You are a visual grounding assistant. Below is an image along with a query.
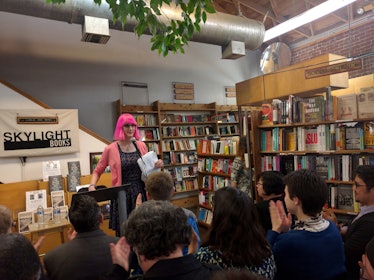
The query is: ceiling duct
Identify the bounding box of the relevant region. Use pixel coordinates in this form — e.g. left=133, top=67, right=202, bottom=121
left=0, top=0, right=265, bottom=52
left=82, top=15, right=110, bottom=44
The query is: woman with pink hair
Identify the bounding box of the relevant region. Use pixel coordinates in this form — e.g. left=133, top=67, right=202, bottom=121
left=89, top=114, right=163, bottom=234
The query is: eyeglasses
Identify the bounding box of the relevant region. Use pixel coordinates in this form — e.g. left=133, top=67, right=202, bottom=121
left=123, top=124, right=136, bottom=128
left=354, top=182, right=366, bottom=188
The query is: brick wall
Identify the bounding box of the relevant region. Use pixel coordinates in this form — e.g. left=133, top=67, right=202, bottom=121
left=291, top=21, right=373, bottom=78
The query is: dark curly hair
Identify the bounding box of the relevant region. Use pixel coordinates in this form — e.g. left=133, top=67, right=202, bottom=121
left=123, top=200, right=192, bottom=260
left=207, top=187, right=272, bottom=267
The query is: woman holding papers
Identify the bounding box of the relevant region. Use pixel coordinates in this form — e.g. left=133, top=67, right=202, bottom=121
left=89, top=113, right=163, bottom=234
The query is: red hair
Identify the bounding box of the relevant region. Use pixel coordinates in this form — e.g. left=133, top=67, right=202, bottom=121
left=113, top=114, right=141, bottom=140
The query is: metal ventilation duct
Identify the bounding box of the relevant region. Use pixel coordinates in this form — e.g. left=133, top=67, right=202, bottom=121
left=0, top=0, right=265, bottom=51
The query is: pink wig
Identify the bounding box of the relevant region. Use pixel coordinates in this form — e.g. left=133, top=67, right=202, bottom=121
left=113, top=113, right=141, bottom=141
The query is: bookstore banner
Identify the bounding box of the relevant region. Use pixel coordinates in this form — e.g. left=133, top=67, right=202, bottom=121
left=0, top=109, right=80, bottom=157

----

### About this exercise
Each line of the records that contains the string "query" must be copied.

### Answer to this exercise
You are a visual grounding assistant. Below is an image along with a query.
The query is: ceiling duct
The query is: woman with pink hair
The query is: eyeglasses
The query is: brick wall
The query is: dark curly hair
The query is: woman holding papers
The query is: red hair
The query is: metal ventilation duct
The query is: pink wig
The query is: bookstore banner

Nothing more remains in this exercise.